Article

All the commotion surrounding last week’s midterms elections – and their continuing aftermath in places like Florida – make it all too easy to overlook the details of the latest U.S. government report on the country’s employment situation. These most recent results are worth examining because the dominant trends of the last few months – encouraging job creation and discouraging wage numbers – have remain so persistent that it may be time to consider a new explanation that I, anyway, have been skeptical of for months.

First, the data.

Domestic manufacturers created 32,000 net new jobs in on month in October – the biggest sequential increase since last December (39,000). Indeed, employment gains have been so healthy lately year that manufacturing’s share of total non-farm employment (the U.S. government’s jobs universe) hit its highest level (8.537 percent) since August, 2016 (8.533 percent).

Year-on-year, as of October, manufacturing payrolls grew by 296,000 – a pace nearly double that achieved between the previous Octobers (152,000). Further, that yearly increase was the second best since February, 1998 (311,000). And the very best annual performance since February, 1998 came in July (300,000).

As a result, American industry has now regained 1.332 million of the 2.293 million jobs it lost from the late-2007 beginning of the last recession through its latest employment bottom (in February and March, 2010). That is, 58.09 percent of those lost jobs are back.

Not that manufacturing employment doesn’t have a long way to go, especially compared with the rest of the private sector. It’s still 6.99 percent below those recession onset levels – whereas overall private sector payrolls are 9.75 percent greater. And since its own last employment bottom (February, 2010), the private sector has regained 20.103 million of the 8.785 million it had lost during the worst of the downturn – an increase that’s nearly four times as great as manufacturing’s. But it’s tough to deny that industry’s hiring performance is on the way up.

But manufacturing’s wage picture keeps looking completely different. October pre-inflation wages growth…wasn’t. Hourly pay was the same as in September. The private sector’s October monthly wage gain wasn’t terrific either. In fact, at 0.18 percent, it was the lowest since February’s 0.11 percent. But it still left manufacturing in the dust.

The annual increases make manufacturing’s wage laggard status even more obvious. At 1.46 percent, it was below that between the previous Octobers (1.67 percent), and the worst such figure since July’s 1.31 percent.

By contrast, private sector current-dollar annual wage growth in October was 3.14 percent. That was not only considerably faster than the October, 2016-October, 2017 increase (2.28 percent). It was the best such performance since April, 2009 (3.37 percent), in the midst of the recession.

Further, the widening of the private sector-manufacturing pay gap continues. From the mid-2009 beginning of the current recovery (in economic growth, if not employment, terms) through last October, pre-inflation private sector wages had increased 21.71 percent faster than their manufacturing counterparts. As of this October, the difference was 30.05 percent.

Supplied data
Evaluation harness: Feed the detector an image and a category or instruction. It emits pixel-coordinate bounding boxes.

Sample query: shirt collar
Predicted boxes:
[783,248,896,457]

Written task
Write the next part of the article on manufacturing jobs and wages, picking up right after its last sentence.

The output
In absolute terms, since the recovery began, private sector wages are up 23.31 percent, versus only 17.77 percent for manufacturing.

Actually, it’s not just sluggish manufacturing wage growth amid strong job creation during this economic expansion that’s puzzled economists. It’s been a mystery for the entire private sector. But one explanation for manufacturing’s poor performance is starting to win me over, at least in part, and a clue comes from that robust year-on-year rise in manufacturing pay during deeply recessionary April, 2009.

At that time, of course, manufacturers were shedding jobs like mad. So why was pay going up? According to many manufacturing executives I spoke with at the time explained, they were letting go of their least experienced (and worst paid) workers – therefore, wages per worker seemed to be rising even though those workers’ paychecks themselves weren’t actually growing. Better paid workers had simply become a greater share of manufacturing’s total.

As explained to me by John Carney, the economics and finance editor over at Breitbart.com, something like the inverse may be taking place now: manufacturing companies have had to reach so deeply into the potential labor pool to fill positions that they’ve needed to hire many employees with subpar levels of skills and education, and who therefore aren’t very productive. As a result, they’re not performing productively enough to justify rising pay.

I’m still not convinced that poor worker quality is the only answer for relatively poor and stagnating manufacturing pay. For one, the threat of job offshoring has by no means vanished, as demonstrated vividly by the Carrier export of jobs to Mexico that then President-elect Trump promised to deal with in 2016. And manufacturers still hire lots of illegal aliens, especially in sectors like meat packing and processing, which undoubtedly dampen wage growth as well. Nor is it clear to me that manufacturers have started spending enough time and money training new workers, as opposed to expecting someone or something else (mainly, the schools) to do the job for them.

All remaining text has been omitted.